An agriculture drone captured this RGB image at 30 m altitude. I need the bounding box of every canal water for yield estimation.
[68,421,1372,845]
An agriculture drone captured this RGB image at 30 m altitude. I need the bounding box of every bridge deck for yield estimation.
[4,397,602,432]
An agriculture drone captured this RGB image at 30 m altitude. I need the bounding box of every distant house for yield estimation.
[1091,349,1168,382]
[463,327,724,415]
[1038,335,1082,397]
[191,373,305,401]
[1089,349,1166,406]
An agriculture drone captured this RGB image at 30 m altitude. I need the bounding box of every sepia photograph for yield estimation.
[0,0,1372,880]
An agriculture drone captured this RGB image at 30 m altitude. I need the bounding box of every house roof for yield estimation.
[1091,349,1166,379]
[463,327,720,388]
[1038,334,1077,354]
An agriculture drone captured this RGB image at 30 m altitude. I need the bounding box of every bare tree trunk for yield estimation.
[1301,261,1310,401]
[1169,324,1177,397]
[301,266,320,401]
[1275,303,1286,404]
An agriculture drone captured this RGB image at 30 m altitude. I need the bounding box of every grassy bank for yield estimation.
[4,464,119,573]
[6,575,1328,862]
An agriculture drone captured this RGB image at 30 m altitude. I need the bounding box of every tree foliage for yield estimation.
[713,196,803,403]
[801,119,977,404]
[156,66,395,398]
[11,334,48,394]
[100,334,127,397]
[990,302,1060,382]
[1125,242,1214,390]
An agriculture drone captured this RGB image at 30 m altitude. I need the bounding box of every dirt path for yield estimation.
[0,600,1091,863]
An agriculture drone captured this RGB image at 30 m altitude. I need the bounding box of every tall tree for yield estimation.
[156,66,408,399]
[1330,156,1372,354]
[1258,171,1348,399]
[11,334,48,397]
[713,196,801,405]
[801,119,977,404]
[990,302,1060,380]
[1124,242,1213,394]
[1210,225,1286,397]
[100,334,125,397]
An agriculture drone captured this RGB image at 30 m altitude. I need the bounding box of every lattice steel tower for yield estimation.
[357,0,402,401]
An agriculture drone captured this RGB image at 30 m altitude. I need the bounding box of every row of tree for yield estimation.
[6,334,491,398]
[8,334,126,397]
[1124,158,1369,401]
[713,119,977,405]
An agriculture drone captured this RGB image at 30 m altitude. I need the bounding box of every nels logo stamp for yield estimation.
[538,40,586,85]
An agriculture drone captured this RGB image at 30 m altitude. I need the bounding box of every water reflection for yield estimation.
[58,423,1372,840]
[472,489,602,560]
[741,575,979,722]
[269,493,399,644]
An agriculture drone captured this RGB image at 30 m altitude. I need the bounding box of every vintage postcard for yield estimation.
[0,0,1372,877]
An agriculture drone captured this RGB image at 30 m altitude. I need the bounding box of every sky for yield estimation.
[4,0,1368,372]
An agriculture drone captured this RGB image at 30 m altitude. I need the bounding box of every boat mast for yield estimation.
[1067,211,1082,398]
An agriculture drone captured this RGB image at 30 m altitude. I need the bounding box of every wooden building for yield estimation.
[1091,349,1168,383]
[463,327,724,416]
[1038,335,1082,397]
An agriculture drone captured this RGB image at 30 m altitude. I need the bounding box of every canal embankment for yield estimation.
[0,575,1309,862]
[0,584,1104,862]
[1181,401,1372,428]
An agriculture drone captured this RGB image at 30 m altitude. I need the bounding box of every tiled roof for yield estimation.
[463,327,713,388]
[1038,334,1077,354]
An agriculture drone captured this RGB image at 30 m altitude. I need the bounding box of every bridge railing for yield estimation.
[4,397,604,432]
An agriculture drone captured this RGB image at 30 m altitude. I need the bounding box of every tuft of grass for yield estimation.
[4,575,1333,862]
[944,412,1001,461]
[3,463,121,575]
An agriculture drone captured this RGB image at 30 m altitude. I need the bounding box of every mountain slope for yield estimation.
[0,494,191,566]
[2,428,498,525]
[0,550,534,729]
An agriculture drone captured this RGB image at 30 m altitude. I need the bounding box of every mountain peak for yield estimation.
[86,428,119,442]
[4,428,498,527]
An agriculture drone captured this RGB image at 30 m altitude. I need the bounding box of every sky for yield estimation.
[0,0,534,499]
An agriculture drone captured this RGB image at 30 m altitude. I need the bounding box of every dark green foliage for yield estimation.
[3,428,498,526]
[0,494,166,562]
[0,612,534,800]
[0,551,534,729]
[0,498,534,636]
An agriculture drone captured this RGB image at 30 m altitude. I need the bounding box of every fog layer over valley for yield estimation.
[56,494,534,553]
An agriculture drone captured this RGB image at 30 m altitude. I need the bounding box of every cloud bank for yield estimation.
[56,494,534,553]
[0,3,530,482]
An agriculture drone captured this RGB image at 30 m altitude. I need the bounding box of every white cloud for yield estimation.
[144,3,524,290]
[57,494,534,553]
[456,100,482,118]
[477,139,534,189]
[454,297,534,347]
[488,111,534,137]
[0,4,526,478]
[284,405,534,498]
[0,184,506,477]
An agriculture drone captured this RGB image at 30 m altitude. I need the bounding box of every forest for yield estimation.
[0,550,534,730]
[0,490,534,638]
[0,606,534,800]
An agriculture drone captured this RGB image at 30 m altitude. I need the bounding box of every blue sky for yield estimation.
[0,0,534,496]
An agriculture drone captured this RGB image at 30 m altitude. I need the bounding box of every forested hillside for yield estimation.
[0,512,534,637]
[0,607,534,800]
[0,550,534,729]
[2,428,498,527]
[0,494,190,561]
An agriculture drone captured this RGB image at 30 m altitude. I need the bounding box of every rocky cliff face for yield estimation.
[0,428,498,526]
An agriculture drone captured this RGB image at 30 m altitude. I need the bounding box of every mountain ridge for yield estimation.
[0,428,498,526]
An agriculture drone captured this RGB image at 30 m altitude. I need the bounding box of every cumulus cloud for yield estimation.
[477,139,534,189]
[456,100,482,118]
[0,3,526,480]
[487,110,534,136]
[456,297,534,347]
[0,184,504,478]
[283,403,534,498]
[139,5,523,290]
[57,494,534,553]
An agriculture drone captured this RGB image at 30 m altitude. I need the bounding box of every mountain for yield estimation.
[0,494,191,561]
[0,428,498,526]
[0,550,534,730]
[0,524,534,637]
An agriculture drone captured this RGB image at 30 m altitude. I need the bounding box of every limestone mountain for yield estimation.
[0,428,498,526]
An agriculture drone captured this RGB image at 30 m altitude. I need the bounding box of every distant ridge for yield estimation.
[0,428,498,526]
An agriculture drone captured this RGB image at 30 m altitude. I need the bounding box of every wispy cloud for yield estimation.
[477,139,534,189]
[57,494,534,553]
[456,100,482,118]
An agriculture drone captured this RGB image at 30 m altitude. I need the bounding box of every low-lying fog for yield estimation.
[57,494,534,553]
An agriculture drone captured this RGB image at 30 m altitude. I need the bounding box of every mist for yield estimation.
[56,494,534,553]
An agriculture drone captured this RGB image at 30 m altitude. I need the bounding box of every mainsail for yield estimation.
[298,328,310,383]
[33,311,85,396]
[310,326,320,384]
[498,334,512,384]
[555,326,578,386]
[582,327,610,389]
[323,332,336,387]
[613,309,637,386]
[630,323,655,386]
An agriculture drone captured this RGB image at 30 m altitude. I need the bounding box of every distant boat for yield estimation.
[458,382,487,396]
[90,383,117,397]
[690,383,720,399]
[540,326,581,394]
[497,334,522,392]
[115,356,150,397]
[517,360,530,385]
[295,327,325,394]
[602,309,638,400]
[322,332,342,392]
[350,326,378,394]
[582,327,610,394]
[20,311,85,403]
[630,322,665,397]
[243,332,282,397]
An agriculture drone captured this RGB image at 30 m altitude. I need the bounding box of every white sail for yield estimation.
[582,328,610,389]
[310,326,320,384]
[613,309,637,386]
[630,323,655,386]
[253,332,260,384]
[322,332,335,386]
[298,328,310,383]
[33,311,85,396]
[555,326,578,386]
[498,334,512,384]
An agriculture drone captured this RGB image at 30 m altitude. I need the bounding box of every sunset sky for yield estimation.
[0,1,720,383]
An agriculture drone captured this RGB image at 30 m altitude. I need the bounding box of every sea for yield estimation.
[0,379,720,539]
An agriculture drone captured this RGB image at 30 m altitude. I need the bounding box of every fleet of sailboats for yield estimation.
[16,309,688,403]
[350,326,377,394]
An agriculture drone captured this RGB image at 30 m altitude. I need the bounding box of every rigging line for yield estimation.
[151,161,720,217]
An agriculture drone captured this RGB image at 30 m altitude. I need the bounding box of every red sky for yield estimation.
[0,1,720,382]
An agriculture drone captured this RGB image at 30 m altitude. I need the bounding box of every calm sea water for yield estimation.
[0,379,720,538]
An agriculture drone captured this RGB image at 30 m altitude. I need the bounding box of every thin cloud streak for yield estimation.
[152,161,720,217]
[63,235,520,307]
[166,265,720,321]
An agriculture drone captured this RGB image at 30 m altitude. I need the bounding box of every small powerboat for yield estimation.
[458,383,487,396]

_EXERCISE_.
Rescale the rows above, starting with the line that contains "cumulus cloud for yield estimation." and ending with the line that contains "[243,332,282,397]", both included. Repeat every line in that span, requests too, and multiply each bounding-box coordinate by 2, rounding to whole numbers with halves going up.

_SOLUTION TO THIS EXERCISE_.
An agriculture drone captured this RGB image at 30 m altitude. I need the bounding box of every cumulus cloud for yield estimation.
[954,278,1068,378]
[912,200,964,236]
[0,6,1052,960]
[974,220,1068,272]
[912,594,1068,694]
[0,368,1008,956]
[566,806,1068,996]
[278,10,1046,580]
[114,988,1068,1106]
An agriculture drone captured this RGB image at 30 m altitude. I need the bounding box of every mountain for yield estimation.
[0,988,382,1122]
[0,856,996,1052]
[0,1100,1068,1460]
[0,1048,1068,1274]
An agriculture drone captured this RGB image at 30 m altitude. I need the bounding box of every limestone mountain for yield estimation.
[0,856,996,1052]
An agriculture drone captured this RGB image at 30 m altitude. I need the bounding box of every distant ridge for yield estimation.
[0,856,996,1052]
An agriculture drone captured this RGB image at 30 m altitude. I need the bounding box of every wispy cloud for yield estimation.
[954,278,1068,378]
[114,988,1068,1106]
[912,200,964,236]
An agriculture drone captured this RGB image at 30 m altitude. I need the bounding box of every low-lying fog for yield estimation.
[114,988,1068,1106]
An agriculture drone captured this RGB image at 30 m altitude. I need the bounding box of every mist for yield estimation.
[112,988,1068,1106]
An agriculture drone captured this RGB image at 30 m altitude. I need the bounding box of every mainsail for yield estimation.
[596,656,620,766]
[66,622,170,792]
[620,652,640,768]
[996,668,1024,768]
[1110,652,1156,772]
[1164,654,1220,778]
[646,664,672,774]
[1226,618,1274,772]
[1260,646,1310,772]
An agriculture drone captured this RGB image at 30 m altitude. I need the bounding box of every distant boat for yield estimation.
[916,764,974,792]
[180,766,234,794]
[1380,766,1440,798]
[1080,652,1162,788]
[994,668,1044,784]
[230,712,300,794]
[1034,720,1060,770]
[590,654,650,788]
[1204,618,1276,800]
[644,664,684,784]
[700,652,756,788]
[1164,654,1220,788]
[40,622,170,806]
[1260,644,1330,794]
[486,664,564,794]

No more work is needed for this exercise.